# EXERCISE INSTRUCTIONS
Repeat the material exactly, leaving no line out.

# EXTRACTED MATERIAL
================
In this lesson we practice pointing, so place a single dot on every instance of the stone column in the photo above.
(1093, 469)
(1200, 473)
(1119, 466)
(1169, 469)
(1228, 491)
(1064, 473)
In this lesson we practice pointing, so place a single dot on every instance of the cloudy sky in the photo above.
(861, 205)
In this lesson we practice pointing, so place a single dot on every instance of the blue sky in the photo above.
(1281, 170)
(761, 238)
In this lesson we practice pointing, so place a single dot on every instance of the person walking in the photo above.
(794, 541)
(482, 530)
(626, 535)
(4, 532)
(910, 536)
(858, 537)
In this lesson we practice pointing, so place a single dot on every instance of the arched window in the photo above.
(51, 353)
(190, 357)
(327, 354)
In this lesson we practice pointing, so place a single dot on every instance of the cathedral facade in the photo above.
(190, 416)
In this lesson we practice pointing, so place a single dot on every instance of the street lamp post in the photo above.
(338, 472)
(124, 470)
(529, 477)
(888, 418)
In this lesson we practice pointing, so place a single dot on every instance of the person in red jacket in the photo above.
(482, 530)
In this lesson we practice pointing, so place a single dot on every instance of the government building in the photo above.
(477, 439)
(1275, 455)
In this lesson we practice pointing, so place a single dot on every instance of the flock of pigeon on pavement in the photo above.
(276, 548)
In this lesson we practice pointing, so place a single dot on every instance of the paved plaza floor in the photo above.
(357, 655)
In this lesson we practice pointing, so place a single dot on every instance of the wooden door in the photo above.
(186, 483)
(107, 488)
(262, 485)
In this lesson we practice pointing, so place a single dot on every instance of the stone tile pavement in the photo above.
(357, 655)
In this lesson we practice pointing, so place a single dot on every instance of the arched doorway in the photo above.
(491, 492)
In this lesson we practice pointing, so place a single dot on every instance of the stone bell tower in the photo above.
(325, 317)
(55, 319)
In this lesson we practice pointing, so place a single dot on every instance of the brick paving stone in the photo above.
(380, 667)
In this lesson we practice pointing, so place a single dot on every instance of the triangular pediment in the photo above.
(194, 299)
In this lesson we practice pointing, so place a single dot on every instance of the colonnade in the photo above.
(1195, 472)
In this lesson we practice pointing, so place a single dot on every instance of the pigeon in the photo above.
================
# TASK OUTPUT
In this lesson we practice pointing, so place a single dot on every instance of the stone column in the photo above.
(1093, 469)
(1200, 473)
(1119, 466)
(1169, 469)
(1228, 491)
(1064, 473)
In this lesson we practice pointing, so place a single dot on every instance of the cloudy sky in the photo above.
(861, 205)
In this lesson we practice pointing, so place a single dot on every instance of the blue sky in the photo above.
(1281, 170)
(761, 238)
In this lesson we practice pointing, so place a single dot on every instance of the person walking in the photo above.
(794, 541)
(482, 530)
(626, 535)
(4, 532)
(910, 536)
(858, 537)
In this lesson we practice pointing, so place a single dot on every instance of the arched window in the photo above.
(51, 353)
(190, 357)
(327, 354)
In this lesson we practice pointing, so place a single dot on every instance of the cathedral facade in the photo above.
(190, 416)
In this lesson we practice pointing, so place a single dot on every instance of the street lamp post in the photo above.
(338, 472)
(124, 470)
(529, 477)
(888, 418)
In this lesson we practice pointing, so place a single dot on every instance of the person in red jacket in the photo above.
(482, 530)
In this lesson we practice pointing, so place a single dot on every instance of the government building in the photo above.
(477, 439)
(1275, 455)
In this lesson we practice pointing, so place a single dot on every instance of the flock of pigeon on pavement in the photo above.
(276, 548)
In this lesson we practice pointing, so place a single dot on every instance of the paved plaza floor in the photo above.
(357, 655)
In this lesson we practice pointing, so place a single dot on every instance of the wooden door in the photo above.
(186, 483)
(107, 488)
(262, 485)
In this lesson we practice pointing, so place a single dot on every instance of the stone tile pavement in the photo above.
(357, 655)
In this lesson we practice pointing, so place a single dot on every instance of the arched doorway in the photo above.
(491, 492)
In this lesson we practice pointing, so place a single dot on every instance of the stone bell tower in the photo above.
(325, 317)
(55, 319)
In this lesson we practice pointing, so place a single dot on every instance of the brick paving stone in the photo above.
(380, 667)
In this lesson we practice pointing, so place a single dot on every instance of the triangular pediment in the photo above.
(194, 299)
In this lesson we practice pointing, so place a single dot on every instance of the colonnade in the photo above.
(1195, 472)
In this lesson we practice pointing, so place a single dot on every instance of the pigeon in the photo above.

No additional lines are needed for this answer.